WHAT YOU NEED TO DO » Reproduce only this part of the listing: the line with "Target: arched doorway", plus every line after it through the last.

RECORDS FOR THIS TASK »
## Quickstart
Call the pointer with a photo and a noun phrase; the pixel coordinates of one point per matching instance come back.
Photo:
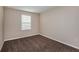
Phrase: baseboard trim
(20, 37)
(1, 47)
(60, 41)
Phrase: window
(25, 22)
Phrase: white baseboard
(1, 46)
(60, 41)
(20, 37)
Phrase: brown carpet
(36, 43)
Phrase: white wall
(1, 27)
(13, 25)
(61, 24)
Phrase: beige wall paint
(13, 26)
(1, 27)
(61, 24)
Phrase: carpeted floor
(36, 43)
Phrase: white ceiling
(36, 9)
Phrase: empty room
(39, 28)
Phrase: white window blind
(25, 22)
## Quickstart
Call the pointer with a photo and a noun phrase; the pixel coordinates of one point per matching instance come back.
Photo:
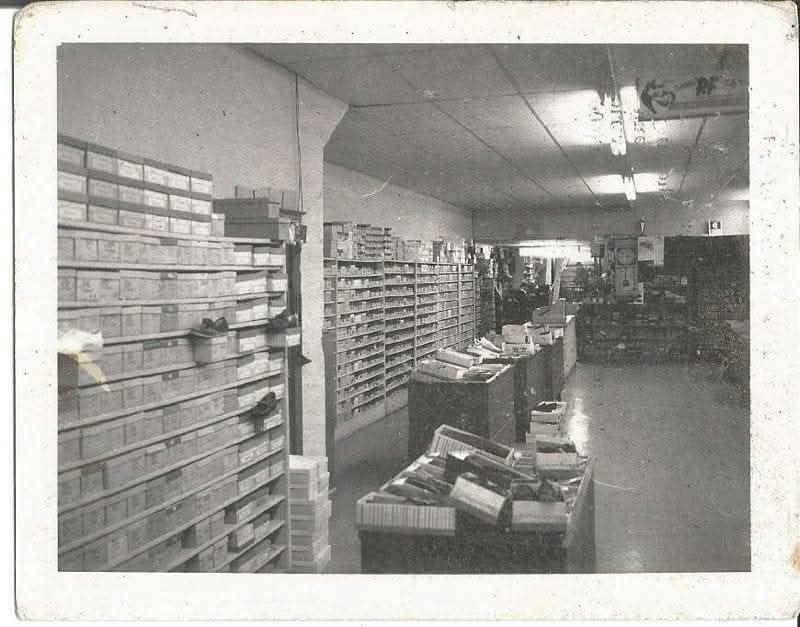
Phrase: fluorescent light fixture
(630, 187)
(612, 117)
(646, 182)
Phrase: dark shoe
(221, 325)
(266, 405)
(283, 320)
(205, 329)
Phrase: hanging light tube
(629, 186)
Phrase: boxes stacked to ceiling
(309, 512)
(164, 464)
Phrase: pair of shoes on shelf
(283, 320)
(266, 405)
(210, 328)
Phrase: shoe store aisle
(671, 491)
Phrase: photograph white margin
(770, 590)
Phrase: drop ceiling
(511, 126)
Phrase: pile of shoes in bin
(465, 481)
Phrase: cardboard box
(218, 224)
(131, 321)
(97, 286)
(132, 195)
(67, 284)
(69, 447)
(101, 159)
(136, 534)
(133, 358)
(180, 225)
(68, 406)
(117, 547)
(111, 321)
(69, 487)
(108, 248)
(72, 181)
(155, 173)
(198, 534)
(158, 219)
(209, 349)
(71, 210)
(151, 319)
(132, 219)
(70, 527)
(241, 538)
(155, 199)
(102, 213)
(201, 183)
(71, 151)
(89, 402)
(91, 480)
(116, 509)
(85, 245)
(202, 207)
(130, 166)
(201, 228)
(102, 190)
(157, 521)
(102, 438)
(95, 555)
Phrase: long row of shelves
(168, 475)
(419, 314)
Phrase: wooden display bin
(529, 387)
(554, 370)
(483, 408)
(473, 549)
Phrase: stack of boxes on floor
(309, 512)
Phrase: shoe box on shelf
(163, 464)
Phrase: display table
(554, 369)
(483, 550)
(570, 344)
(530, 386)
(485, 408)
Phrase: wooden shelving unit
(160, 464)
(411, 310)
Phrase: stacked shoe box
(547, 419)
(309, 512)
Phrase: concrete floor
(671, 445)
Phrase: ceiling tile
(490, 113)
(518, 142)
(402, 120)
(725, 127)
(292, 53)
(356, 80)
(678, 61)
(542, 68)
(452, 72)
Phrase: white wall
(220, 109)
(669, 219)
(349, 197)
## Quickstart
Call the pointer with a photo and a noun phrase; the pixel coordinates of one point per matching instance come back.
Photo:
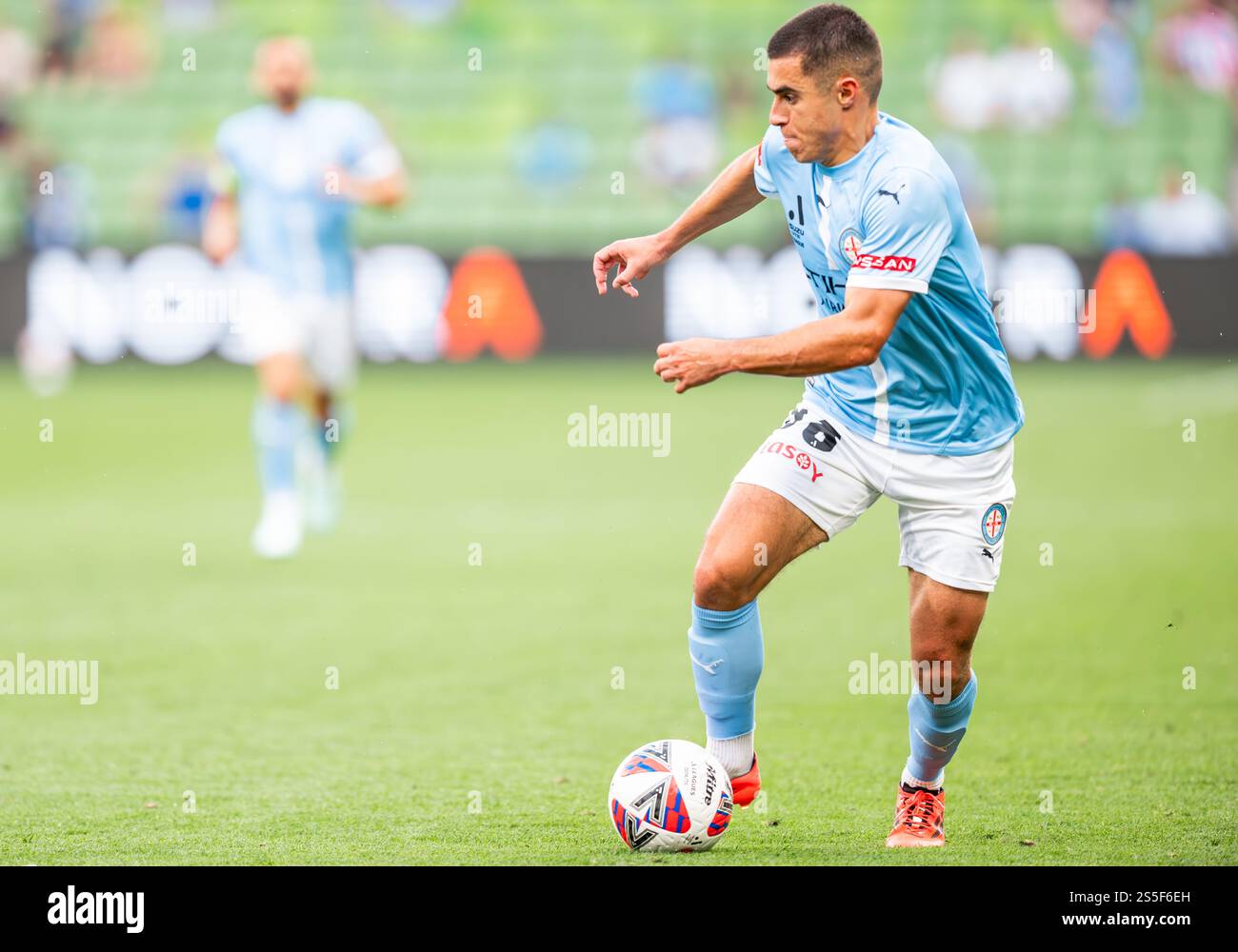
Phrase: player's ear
(847, 89)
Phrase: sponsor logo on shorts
(993, 524)
(799, 457)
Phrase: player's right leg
(754, 535)
(804, 486)
(279, 426)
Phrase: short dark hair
(833, 40)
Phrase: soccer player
(290, 172)
(908, 394)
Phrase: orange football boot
(744, 788)
(917, 819)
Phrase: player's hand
(693, 363)
(634, 256)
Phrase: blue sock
(276, 428)
(727, 658)
(936, 732)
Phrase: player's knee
(280, 380)
(722, 585)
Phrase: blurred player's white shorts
(952, 509)
(317, 327)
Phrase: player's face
(809, 115)
(284, 73)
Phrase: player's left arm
(852, 338)
(374, 173)
(907, 226)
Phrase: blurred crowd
(1023, 86)
(1027, 86)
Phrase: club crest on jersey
(849, 246)
(993, 524)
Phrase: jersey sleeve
(370, 153)
(762, 173)
(905, 227)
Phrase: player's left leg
(332, 358)
(945, 622)
(277, 427)
(952, 513)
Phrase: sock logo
(940, 749)
(709, 667)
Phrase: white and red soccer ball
(669, 796)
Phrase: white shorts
(317, 327)
(952, 509)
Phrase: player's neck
(853, 137)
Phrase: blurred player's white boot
(277, 534)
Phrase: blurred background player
(290, 172)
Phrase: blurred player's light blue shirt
(891, 217)
(295, 228)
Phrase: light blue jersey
(295, 226)
(891, 217)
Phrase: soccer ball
(669, 796)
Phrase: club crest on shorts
(993, 524)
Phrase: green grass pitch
(479, 711)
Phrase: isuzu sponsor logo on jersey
(886, 263)
(799, 457)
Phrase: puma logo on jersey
(709, 667)
(892, 194)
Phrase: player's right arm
(221, 230)
(731, 193)
(221, 233)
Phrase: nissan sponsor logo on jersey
(886, 263)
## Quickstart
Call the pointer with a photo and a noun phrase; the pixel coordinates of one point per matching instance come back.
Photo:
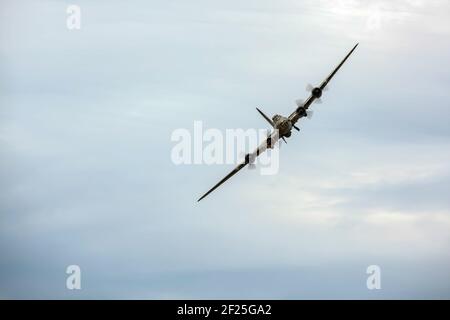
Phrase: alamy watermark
(213, 146)
(374, 279)
(73, 281)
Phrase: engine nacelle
(317, 92)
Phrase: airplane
(283, 125)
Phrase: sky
(86, 176)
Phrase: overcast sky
(86, 175)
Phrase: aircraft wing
(297, 115)
(249, 158)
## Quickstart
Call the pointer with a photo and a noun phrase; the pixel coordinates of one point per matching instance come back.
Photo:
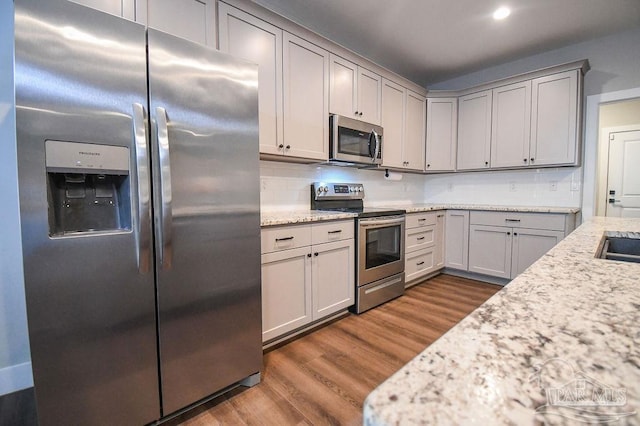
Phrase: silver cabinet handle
(142, 221)
(377, 150)
(165, 188)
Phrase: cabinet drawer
(332, 231)
(285, 238)
(550, 221)
(418, 263)
(415, 220)
(419, 238)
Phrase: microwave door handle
(165, 245)
(143, 219)
(377, 150)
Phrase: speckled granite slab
(415, 208)
(304, 216)
(560, 344)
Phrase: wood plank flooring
(323, 377)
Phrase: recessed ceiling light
(501, 13)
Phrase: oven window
(383, 246)
(353, 142)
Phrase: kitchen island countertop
(560, 342)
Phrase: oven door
(380, 248)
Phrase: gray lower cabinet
(424, 244)
(503, 244)
(457, 239)
(307, 275)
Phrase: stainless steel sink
(622, 246)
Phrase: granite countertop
(300, 216)
(416, 208)
(272, 218)
(565, 330)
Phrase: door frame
(603, 165)
(590, 156)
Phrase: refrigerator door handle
(143, 219)
(162, 133)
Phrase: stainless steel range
(379, 242)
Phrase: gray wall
(615, 65)
(15, 366)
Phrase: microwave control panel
(338, 191)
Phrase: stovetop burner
(346, 197)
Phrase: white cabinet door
(530, 245)
(442, 131)
(392, 123)
(490, 250)
(369, 96)
(306, 99)
(123, 8)
(250, 38)
(457, 239)
(343, 98)
(438, 251)
(333, 277)
(286, 291)
(193, 20)
(554, 118)
(474, 131)
(414, 131)
(510, 130)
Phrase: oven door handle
(366, 223)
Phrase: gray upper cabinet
(123, 8)
(474, 131)
(192, 20)
(442, 131)
(255, 40)
(554, 119)
(355, 92)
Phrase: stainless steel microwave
(354, 141)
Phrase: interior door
(623, 178)
(204, 114)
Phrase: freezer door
(204, 121)
(80, 75)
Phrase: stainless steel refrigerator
(139, 195)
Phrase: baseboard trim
(15, 378)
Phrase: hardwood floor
(323, 377)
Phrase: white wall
(614, 60)
(15, 366)
(558, 187)
(286, 186)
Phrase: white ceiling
(429, 41)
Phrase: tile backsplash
(285, 186)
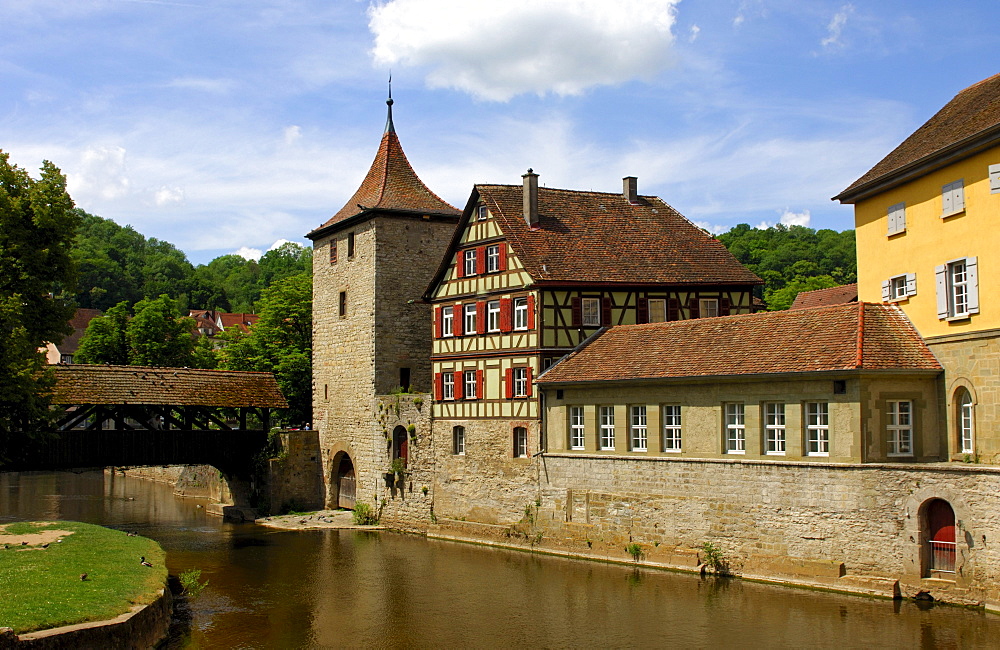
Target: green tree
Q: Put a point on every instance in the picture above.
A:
(281, 342)
(37, 226)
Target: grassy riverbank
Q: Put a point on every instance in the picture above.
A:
(40, 576)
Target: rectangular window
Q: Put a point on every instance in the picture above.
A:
(607, 428)
(469, 390)
(672, 428)
(520, 442)
(493, 258)
(897, 219)
(657, 310)
(817, 429)
(953, 198)
(469, 318)
(448, 385)
(774, 429)
(899, 428)
(591, 311)
(736, 433)
(708, 307)
(470, 262)
(493, 316)
(520, 313)
(447, 320)
(638, 428)
(576, 429)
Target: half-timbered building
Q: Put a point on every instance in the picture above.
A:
(531, 273)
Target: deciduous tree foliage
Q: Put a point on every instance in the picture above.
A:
(37, 226)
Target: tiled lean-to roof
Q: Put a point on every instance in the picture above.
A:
(93, 384)
(824, 297)
(598, 237)
(391, 185)
(857, 336)
(970, 121)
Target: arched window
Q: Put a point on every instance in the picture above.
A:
(965, 421)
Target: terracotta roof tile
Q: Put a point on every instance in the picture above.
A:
(829, 296)
(601, 237)
(93, 384)
(971, 113)
(806, 340)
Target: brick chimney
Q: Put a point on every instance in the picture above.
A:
(630, 189)
(530, 195)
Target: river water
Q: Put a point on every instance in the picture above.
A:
(276, 589)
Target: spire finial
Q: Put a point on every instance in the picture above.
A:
(389, 127)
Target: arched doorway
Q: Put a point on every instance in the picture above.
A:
(346, 483)
(939, 522)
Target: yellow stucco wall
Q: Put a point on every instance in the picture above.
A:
(931, 240)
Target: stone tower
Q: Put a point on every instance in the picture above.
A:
(372, 262)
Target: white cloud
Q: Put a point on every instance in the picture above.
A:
(496, 50)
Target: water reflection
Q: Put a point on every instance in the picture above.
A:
(271, 589)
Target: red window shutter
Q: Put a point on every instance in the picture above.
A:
(506, 317)
(673, 309)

WRITTEN REPLY »
Target: arched doorway
Q: Put a point on every instance in the picture above.
A:
(346, 483)
(939, 522)
Target: yellow stucco wall
Q: Put a point on every instance in the picture above.
A:
(931, 240)
Target: stone tower
Q: Put a point on every instance in the picture above.
A:
(372, 262)
Target: white cloud
Q: Put a point on every instance in the picture above.
A:
(496, 50)
Target: water reflection
Q: Put a point on every instance in the picture above.
A:
(271, 589)
Target: red window shutter
Q: Put a point on every instance in the picture above.
A:
(506, 317)
(673, 309)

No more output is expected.